**Text passage:**
Now 43, Barker Flett is still a bachelor and has become Director of Agricultural Research for the government. When he receives news about Daisy’s marriage, he is reminded and haunted by the "perverse, momentary desire" he had for Daisy while she was sick with the measles (111). As a wedding gift, he sends her $10,000 from the sale of his mother's florist business.

On their honeymoon in Paris, Harold is drunkenly throwing coins from the window sill of their hotel room while Daisy lies down. He then falls to his death. Daisy hears his fall, and she lies "flat on the bed for a least a minute" before getting up to see what has happened (120).

Chapters 1-3 Analysis

In the first three chapters, in addition to meeting the main characters, we are also introduced to the style of the narrative. The novel is reworking the idea of an autobiography, as Daisy knows and remembers things she should not be able to include in a traditional autobiography. For example, she recounts in extreme detail her own birth and her mother’s life up to her death in 1905. She never met her mother, yet Daisy presumes to know her every thought and idiosyncrasy: how she eats, how she struggled in her last moments, the intimate details of her sex life. She also jumps around from present to past to future verb tense. As a narrator and writer, Daisy is filling in the blanks, taking authorial liberties, and providing fictionalized perspectives of her own real life. She acknowledges, “Other accounts are required, other perspectives, but even so our most important ceremonies—birth, love, and death—are secured by whoever and whatever is available” (37). Real, firsthand accounts of these events are preferable, but sometimes the only things “available” are one’s own inferences and imagination.

**Task requirements:**
1. Print, word for word, the stretch of the study-guide passage on Daisy's life from "Now 43, Barker" through "mother's florist business.".
2. Proceed with the study-guide passage on Daisy's life, picking up right after its final sentence.

Dataset rows:
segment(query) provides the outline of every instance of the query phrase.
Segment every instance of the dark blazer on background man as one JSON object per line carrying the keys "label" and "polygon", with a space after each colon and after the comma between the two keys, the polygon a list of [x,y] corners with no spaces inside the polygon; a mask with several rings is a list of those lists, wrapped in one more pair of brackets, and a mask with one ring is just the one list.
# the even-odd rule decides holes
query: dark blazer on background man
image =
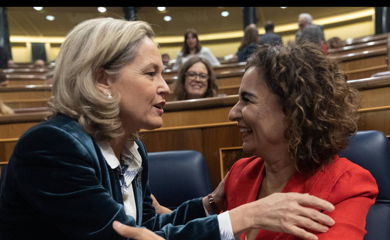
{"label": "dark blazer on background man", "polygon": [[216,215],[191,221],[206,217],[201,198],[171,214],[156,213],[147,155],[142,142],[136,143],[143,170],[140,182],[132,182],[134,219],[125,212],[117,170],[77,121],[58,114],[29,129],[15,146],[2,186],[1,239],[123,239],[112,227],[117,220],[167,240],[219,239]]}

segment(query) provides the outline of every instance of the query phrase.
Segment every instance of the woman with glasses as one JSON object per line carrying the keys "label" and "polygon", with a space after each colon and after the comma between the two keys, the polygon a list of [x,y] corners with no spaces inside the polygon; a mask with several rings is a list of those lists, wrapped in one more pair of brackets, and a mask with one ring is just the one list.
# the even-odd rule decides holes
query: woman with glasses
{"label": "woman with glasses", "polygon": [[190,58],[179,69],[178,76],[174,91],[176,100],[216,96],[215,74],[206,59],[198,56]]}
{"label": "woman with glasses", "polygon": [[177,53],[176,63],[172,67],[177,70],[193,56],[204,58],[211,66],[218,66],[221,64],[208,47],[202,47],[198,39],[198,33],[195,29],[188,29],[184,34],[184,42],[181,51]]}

**Response list:**
1.
Now 43, Barker Flett is still a bachelor and has become Director of Agricultural Research for the government. When he receives news about Daisy’s marriage, he is reminded and haunted by the "perverse, momentary desire" he had for Daisy while she was sick with the measles (111). As a wedding gift, he sends her $10,000 from the sale of his mother's florist business.

2.
This rewriting of history is especially visible in Mrs. Hoad’s account of how and why her husband, Harold’s father, killed himself. She tells her sons that he shot himself in the family basement because he wanted to spare his family the burden of caring for a soon-to-be completely blind man. She paints him as a noble man making the ultimate sacrifice for his family, yet Harold questions whether this account of his father is true. He hears “rumblings about his father’s financial irregularities and about a woman ‘friend’” (109), gossip that may or may not be true but that paints his father in a completely different light than Mrs. Hoad would like. Because of the mystery behind the suicide, Harold becomes a “morbid creature” obsessed with the details of his father’s death, which is ironic since Harold himself dies tragically. He believes this obsession is “unmanly,” proving that even in matters of death, pervasive gender stereotypes shape one’s understanding of the rewriting of family narratives.